(Data excerpted from a collection)
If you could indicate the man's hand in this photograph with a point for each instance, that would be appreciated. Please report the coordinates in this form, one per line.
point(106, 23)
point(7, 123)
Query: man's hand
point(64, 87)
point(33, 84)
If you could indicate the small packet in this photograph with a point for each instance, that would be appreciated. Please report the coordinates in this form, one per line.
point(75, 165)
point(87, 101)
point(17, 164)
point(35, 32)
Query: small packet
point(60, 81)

==

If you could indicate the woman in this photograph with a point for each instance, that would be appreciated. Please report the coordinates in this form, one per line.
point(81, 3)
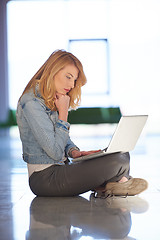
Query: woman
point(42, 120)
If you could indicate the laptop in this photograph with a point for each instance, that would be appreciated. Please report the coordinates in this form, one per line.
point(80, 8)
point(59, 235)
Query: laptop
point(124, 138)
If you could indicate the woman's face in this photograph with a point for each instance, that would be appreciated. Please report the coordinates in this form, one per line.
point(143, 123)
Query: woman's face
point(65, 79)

TASK STATEMENT: Count the lines in the data above that contain the word "this". Reply with the number alone.

TASK RESULT: 5